ТЕКСТ ДЛЯ ЧТЕНИЯ:
===

Все эти тенденции, как можно было бы ожидать, подводили русскую литературу к новому этапу ее развития — к русскому Ренессансу.

ЛИТЕРАТУРА XVI В.

На рубеже XV-XVI вв. в русской литературе наступает решительный перелом. Те гуманистические тенденции, которые позволяли говорить об эпохе русского Предвозрождения XIV-XV вв., не получили дальнейшего развития. Начавшийся процесс освобождения литературы от регламентирующего влияния церкви и религиозных догм был насильственно прерван.

Этот перелом хорошо заметен при сопоставлении русской литературы XVI в. с литературами западных славян. На Руси из рукописного репертуара в XVI в. исчезают литературные памятники, в которых наиболее отчетливо проявлялись черты предвозрожденческой жанровой свободы — памятники, не имеющие какого-либо делового назначения. В списках XVI в. нам не известна ни «Сербская Александрия», ни басенный цикл, получивший на Руси именование «Стефанит и Ихнилат», ни «Повесть о Дракуле», ни «Повесть о Басарге», ни такие произведения более раннего периода, как «Повесть об Акире Премудром» или «Сказание об Индийском царстве».

Широкое распространение получают жития, хроники, исторические повести. Огромное значение приобретает в XVI в. публицистика. В публицистических сочинениях Ивана Грозного, Андрея Курбского, Ивана Пересветова поднимаются важнейшие проблемы государственного управления, взаимоотношений государя и подданных, церкви и великокняжеской или царской власти. В сочинениях церковных иерархов (Иосифа Волоцкого, Нила Сорского, митрополита Даниила) ведется полемика с еретиками, обличаются общественные пороки, ведутся споры по вопросам церковного быта и т, д. Расцвет публицистики в XVI в. совершенно естествен — это было время сложных процессов государственного строительства, напряженной идеологической борьбы. К решению этих важнейших общественных задач и были привлечены основные литературные силы. В этом одна из причин, почему литература вновь становится по преимуществу деловой. Но другая и, пожалуй, основная причина происшедших изменений в развитии литературы состоит в том, что влиятельные церковники не только беспощадно расправились с еретиками, а заодно и со всякого рода проявлением свободомыслия, но и объявили решительную борьбу светскому началу в литературе — «неполезным повестям», «глумам и смехам», «писаниям внешним». Церковь решительно требует, чтобы христиане не избегали «душеполезных повестей», «божественного писания». Эту идею регламентировать круг душеполезного чтения в наилучшей степени реализовал гигантский кодекс, созданный по инициативе новгородского архиепископа Макария (впоследствии митрополита), — «Великие минеи-четьи» — свод всех «святых книг», которые «обретаются» на Руси.

===

ИСХОДНЫЕ СТРОКИ:
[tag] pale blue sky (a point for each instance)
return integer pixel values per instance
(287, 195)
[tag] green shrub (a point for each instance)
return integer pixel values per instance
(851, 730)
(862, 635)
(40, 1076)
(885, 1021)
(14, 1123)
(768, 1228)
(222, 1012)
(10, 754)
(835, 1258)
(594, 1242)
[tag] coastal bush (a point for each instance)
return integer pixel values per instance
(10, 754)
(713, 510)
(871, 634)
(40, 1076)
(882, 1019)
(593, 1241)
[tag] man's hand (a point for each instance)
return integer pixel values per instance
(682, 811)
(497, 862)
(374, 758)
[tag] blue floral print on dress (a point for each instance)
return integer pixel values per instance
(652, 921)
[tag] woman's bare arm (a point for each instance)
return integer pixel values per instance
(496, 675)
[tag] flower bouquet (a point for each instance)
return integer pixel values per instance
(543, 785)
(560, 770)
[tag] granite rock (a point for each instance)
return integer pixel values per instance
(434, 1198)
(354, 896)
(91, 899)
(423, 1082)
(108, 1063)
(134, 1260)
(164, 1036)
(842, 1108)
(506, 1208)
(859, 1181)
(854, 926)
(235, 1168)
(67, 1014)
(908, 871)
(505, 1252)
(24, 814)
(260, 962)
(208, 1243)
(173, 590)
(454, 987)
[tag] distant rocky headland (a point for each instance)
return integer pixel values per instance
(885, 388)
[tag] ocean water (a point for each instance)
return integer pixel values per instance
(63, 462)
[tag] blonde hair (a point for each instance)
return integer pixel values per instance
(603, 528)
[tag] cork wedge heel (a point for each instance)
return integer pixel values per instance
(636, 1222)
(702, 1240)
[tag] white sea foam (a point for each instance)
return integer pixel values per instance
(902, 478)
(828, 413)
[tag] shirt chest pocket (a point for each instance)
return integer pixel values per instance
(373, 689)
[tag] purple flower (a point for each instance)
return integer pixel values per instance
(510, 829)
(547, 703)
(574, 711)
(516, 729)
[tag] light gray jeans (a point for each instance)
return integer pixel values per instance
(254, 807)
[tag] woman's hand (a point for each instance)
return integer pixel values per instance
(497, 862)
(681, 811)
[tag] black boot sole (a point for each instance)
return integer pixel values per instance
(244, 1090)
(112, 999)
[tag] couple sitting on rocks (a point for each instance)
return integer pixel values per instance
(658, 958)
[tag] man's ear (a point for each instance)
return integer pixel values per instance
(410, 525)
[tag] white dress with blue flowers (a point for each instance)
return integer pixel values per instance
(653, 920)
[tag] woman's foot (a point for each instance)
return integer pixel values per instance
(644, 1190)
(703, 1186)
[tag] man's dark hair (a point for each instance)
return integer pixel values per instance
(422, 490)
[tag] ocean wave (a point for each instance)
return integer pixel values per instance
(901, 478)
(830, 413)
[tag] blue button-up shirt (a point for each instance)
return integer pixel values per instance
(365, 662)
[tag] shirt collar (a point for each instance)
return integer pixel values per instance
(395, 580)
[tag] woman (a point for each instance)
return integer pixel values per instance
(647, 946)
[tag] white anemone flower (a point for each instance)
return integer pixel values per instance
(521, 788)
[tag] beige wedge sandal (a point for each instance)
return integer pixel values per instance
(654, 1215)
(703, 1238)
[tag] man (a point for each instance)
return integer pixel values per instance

===

ЧТО СДЕЛАТЬ:
(a) По чьей инициативе был создан кодекс «Великие минеи-четьи», согласно тексту о русской литературе XVI века?
(b) Выведите отрывок из текста о русской литературе XVI века, начиная со слов «На рубеже XV-XVI» и заканчивая словами «был насильственно прерван.».
(c) Продолжите текст о русской литературе XVI века после его последнего предложения.

ОТВЕТЫ:
(a) По инициативе новгородского архиепископа Макария, впоследствии митрополита.

(b)
На рубеже XV-XVI вв. в русской литературе наступает решительный перелом. Те гуманистические тенденции, которые позволяли говорить об эпохе русского Предвозрождения XIV-XV вв., не получили дальнейшего развития. Начавшийся процесс освобождения литературы от регламентирующего влияния церкви и религиозных догм был насильственно прерван.

(c)
Для литературы XVI в. характерно стремление к созданию монументальных «обобщающих предприятий» (термин А. С. Орлова). Это и обширный хронографический свод — «Русский хронограф», это и самая крупная из русских летописей — Никоновская, это многотомный, роскошно иллюстрированный Лицевой свод, уже упомянутые «Великие минеи-четьи», «Степенная книга» — собрание биографий всех выдающихся деятелей русской истории и, наконец, стоящий уже на грани литературы и деловой письменности «Домострой» — свод «поучений и наказаний всякому православному христианину, мужу и жене, и чадом, и рабом, и рабыням».

Почти все названные памятники (исключая разве «Домострой») удивительно близки по стилю: XVI век — время торжества экспрессивно-эмоционального стиля, однако утратившего прелесть новизны (особенно в агиографии), ставшего чрезмерно напыщенным и манерным. Это век «второго монументализма» (термин Д. С. Лихачева), как бы повторяющего в новой обстановке и на новом уровне монументальный историзм XI-XII вв.

ЛИТЕРАТУРА XVII В.

XVII веку суждено было продолжить и развить тенденции, наметившиеся в литературе эпохи русского Предвозрождения. Именно этот век, по словам Д. С. Лихачева, «принял на себя функцию эпохи Возрождения».

Это был век, когда «прочно укоренившиеся за шесть веков литературные жанры легко уживались с новыми формами литературы: с силлабическим стихотворством, с переводными приключенческими романами, с театральными пьесами, впервые появившимися на Руси при Алексее Михайловиче, с первыми записями фольклорных произведений, с пародиями и сатирами».

Характерной чертой литературы XVII в. явилось ее разделение на литературу официальную, «высокую» и демократическую.

Официальная литература первых десятилетий XVII в. сохраняет внешне непосредственную связь с литературными традициями прошлого века. Но важнейшим фактором, определившим новое в ее развитии, явилась сама историческая действительность. Русь переживала едва ли не самый сложный период своей истории, получивший в историографии выразительное наименование Смутного времени.

Именно в произведениях, повествующих о событиях Смуты, происходит открытие человеческого характера во всей его сложности, противоречивости и изменчивости. В старой историографии, например в хрониках, разумеется, отмечались перемены в образе мыслей и в поступках того или иного исторического лица. Но такие изменения лишь фиксировались, хронист радовался исправлению грешного, негодовал развращению праведного, но не пытался объяснить эту эволюцию индивидуальными чертами характера данного лица. Писатели XVII в. уже хорошо понимают связь поступка с характером, сложность и изменчивость самих характеров.

«Житие» протопопа Аввакума.«Житие» протопопа Аввакума — шедевр древнерусской литературы, явление исключительное даже на фоне разнообразной и богатой художественными открытиями литературы XVII в.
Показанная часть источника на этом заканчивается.